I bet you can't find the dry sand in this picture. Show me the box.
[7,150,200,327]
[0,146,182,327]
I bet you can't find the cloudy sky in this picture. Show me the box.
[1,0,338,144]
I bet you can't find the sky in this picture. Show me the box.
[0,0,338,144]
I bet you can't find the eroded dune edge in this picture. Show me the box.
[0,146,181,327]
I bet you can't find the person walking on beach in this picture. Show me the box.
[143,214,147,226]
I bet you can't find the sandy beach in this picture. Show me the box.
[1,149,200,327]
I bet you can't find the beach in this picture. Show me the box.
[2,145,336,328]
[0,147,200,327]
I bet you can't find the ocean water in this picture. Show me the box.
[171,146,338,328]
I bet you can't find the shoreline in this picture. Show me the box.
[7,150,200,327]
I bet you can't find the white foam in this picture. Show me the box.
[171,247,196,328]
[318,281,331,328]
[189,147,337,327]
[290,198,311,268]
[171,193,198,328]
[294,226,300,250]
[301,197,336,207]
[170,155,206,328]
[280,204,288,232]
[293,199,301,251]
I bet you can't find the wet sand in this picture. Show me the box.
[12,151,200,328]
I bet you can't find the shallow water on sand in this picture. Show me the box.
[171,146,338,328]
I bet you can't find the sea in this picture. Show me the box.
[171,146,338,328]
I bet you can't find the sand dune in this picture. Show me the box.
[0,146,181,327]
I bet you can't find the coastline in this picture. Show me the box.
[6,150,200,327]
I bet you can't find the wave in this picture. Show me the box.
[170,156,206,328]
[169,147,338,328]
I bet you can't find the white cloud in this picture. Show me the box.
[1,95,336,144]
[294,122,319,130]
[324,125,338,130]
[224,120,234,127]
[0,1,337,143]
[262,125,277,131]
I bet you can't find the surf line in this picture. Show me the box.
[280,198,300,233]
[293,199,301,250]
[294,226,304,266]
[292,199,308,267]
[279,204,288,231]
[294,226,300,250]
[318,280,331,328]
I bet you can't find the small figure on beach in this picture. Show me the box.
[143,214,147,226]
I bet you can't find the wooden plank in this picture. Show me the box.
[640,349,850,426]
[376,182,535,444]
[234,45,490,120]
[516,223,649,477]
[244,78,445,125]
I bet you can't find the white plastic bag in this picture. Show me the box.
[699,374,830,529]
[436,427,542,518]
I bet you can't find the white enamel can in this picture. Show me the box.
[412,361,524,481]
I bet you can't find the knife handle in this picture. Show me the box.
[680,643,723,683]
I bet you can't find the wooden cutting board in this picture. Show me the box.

==*==

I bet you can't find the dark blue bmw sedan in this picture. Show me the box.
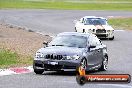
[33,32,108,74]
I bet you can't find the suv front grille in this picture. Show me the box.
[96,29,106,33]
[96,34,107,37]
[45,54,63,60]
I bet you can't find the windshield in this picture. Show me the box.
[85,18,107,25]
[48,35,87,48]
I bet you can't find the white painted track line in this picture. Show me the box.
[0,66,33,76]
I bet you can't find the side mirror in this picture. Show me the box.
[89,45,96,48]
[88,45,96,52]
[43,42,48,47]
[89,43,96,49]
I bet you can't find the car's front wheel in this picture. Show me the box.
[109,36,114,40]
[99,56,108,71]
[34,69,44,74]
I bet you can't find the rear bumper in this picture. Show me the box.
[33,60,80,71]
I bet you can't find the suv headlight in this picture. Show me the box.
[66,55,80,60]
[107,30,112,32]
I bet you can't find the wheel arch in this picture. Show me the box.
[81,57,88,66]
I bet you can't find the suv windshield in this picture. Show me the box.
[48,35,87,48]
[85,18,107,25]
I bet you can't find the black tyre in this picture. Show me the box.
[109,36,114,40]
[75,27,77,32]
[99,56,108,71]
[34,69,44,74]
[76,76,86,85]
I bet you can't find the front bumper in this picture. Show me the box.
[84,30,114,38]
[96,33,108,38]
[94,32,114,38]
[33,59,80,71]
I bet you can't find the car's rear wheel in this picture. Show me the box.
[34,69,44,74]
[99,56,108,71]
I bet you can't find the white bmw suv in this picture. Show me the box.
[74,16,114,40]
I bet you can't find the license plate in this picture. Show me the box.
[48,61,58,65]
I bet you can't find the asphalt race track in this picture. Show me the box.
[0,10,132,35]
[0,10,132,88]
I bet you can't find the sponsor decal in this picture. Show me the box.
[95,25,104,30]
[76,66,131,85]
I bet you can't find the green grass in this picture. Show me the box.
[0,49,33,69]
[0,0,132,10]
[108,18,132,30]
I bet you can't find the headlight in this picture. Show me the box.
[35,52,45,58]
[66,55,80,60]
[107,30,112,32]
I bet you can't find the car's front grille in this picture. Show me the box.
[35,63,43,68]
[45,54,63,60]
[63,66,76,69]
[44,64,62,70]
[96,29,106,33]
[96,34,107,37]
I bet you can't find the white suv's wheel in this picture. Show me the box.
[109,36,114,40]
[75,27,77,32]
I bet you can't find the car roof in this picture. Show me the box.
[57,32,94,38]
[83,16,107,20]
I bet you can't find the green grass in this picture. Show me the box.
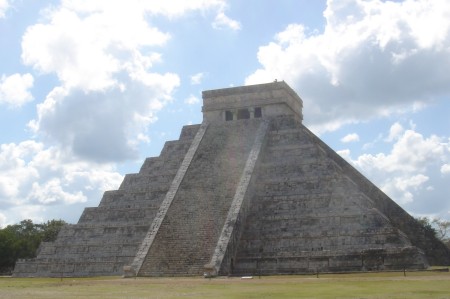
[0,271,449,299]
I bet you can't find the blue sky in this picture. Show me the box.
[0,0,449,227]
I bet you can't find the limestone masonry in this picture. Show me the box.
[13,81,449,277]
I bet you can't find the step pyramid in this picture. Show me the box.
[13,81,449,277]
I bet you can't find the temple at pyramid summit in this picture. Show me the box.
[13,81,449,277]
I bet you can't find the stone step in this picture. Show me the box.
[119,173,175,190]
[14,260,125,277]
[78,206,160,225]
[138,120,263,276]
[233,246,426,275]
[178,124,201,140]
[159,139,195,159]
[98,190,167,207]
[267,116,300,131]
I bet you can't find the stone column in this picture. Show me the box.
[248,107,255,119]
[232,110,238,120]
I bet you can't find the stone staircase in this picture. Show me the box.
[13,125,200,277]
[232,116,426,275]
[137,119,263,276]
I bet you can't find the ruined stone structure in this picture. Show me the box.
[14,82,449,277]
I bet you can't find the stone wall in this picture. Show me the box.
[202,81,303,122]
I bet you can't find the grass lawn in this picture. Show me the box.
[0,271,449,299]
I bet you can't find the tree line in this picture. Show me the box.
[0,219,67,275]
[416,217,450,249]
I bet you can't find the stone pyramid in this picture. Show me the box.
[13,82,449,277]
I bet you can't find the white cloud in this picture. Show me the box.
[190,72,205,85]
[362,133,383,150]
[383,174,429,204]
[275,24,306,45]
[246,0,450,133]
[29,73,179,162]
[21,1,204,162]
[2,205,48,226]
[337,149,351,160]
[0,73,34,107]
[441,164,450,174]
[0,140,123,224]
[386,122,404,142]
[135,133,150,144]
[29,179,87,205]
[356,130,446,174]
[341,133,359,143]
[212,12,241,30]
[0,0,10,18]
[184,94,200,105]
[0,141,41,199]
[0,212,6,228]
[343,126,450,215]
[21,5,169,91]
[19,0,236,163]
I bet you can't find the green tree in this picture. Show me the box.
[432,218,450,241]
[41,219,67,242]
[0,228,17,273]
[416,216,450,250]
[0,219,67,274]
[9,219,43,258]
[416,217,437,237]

==*==

▶ **What you should do**:
Copy out each line of the data above, exactly, if it lies between the line holding "I bet you can't find the knife" and the line holding "I bet you can't find the wooden cutting", inclusive; copy no other line.

▶ **Response area**:
I bet you can't find the knife handle in this picture. Show me the box.
[680,643,723,683]
I bet you can't find the wooden cutting board in this picture. Show me the box.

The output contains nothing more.